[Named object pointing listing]
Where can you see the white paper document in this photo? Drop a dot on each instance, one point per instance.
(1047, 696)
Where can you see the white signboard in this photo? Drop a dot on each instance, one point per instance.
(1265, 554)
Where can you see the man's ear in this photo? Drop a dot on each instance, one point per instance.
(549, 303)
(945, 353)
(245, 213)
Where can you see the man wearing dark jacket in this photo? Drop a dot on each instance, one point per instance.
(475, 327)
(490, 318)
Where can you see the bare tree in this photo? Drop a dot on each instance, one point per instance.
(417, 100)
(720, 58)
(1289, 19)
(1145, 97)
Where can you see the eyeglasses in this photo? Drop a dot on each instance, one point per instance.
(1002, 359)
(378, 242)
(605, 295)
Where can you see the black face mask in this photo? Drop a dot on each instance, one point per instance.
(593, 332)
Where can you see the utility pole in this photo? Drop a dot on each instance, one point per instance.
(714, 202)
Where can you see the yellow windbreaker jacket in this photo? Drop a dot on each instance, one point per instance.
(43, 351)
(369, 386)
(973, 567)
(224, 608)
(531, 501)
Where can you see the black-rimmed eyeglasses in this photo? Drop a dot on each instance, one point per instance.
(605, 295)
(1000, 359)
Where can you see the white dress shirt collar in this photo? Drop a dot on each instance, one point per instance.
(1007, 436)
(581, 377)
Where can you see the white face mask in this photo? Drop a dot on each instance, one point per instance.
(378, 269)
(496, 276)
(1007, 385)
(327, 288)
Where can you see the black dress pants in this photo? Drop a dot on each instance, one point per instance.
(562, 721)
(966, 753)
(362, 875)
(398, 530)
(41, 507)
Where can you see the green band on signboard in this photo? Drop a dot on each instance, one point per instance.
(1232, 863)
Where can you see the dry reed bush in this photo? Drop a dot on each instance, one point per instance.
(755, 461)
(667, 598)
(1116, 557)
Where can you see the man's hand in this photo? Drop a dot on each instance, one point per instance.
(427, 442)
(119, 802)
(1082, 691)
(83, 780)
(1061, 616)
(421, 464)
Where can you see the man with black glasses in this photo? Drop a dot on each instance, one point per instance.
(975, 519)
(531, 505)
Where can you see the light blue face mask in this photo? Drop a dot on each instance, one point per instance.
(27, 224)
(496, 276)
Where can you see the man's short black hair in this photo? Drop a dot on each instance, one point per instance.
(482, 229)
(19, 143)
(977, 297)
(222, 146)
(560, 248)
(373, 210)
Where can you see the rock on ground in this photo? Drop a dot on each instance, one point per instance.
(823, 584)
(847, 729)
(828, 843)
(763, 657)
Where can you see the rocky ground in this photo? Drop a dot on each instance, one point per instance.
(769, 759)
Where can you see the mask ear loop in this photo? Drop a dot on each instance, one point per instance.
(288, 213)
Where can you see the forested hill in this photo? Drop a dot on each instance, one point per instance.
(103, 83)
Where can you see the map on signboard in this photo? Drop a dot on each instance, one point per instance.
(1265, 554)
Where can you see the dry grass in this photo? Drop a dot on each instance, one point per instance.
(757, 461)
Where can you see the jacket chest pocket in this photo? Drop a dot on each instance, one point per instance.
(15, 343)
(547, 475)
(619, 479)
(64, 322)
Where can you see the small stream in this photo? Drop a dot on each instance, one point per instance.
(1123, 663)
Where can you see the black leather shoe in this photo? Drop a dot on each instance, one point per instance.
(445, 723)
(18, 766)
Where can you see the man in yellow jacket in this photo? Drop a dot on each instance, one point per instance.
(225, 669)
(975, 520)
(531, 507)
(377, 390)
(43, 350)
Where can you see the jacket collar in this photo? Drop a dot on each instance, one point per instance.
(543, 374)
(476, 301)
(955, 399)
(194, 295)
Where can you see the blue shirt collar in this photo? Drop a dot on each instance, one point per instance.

_Task requirements_
Please update the listing from its first line through the line that holds "(1232, 863)", inclusive, by changing "signboard" to "placard". Give those lines again with everything else unchanged.

_Exercise response_
Where can you see the white paper document in this photo? Drop a dot on each instance, one point per instance.
(1047, 696)
Where can you see the white placard in this photo? Drop a dot on each instance, one point per instance.
(1265, 554)
Where can you see the man's ear in this photo? Drop a dot on each instance, one point per instance.
(549, 303)
(945, 353)
(245, 213)
Where can you see the man wearing dark jacket in this photo? Drop a dot on each instance, one point per instance.
(475, 327)
(490, 318)
Where can you see the bare tree in this photo? Drop a dot on each instance, one point per instance.
(417, 100)
(720, 58)
(1289, 19)
(1145, 97)
Where can you see the eyeglasses in this photo? Drop a dot on each instance, one point per instance.
(1002, 359)
(378, 242)
(605, 295)
Where can you see the black face mask in this photo? Drop a dot on each instance, one point per instance.
(593, 332)
Where can you see the utility pole in this photo? Drop a dot on each instance, one point per instance.
(714, 202)
Where can you see the yellow windbreaker jacket in this photo? Drop a dot on each instance, one point per instance.
(43, 351)
(369, 386)
(973, 567)
(224, 608)
(531, 501)
Where can you see the black-rimmed eyeglasses in this photo? Drop a dot on each instance, one point per instance.
(605, 295)
(1000, 359)
Where can you see the white dress shirt collar in this photo? Drop a dot on each instance, one point per instance.
(1007, 436)
(581, 377)
Where can you see the white face mask in this photo? Drop a dot on each instance, one point per instance.
(378, 269)
(496, 276)
(1007, 385)
(327, 288)
Where can you see the black dress pants in this photo? Drop a dot on each instance, one point per instance.
(562, 721)
(966, 753)
(362, 875)
(398, 530)
(41, 507)
Where can you see the green band on placard in this photo? Drop a dot on each instance, one point per instance.
(1232, 863)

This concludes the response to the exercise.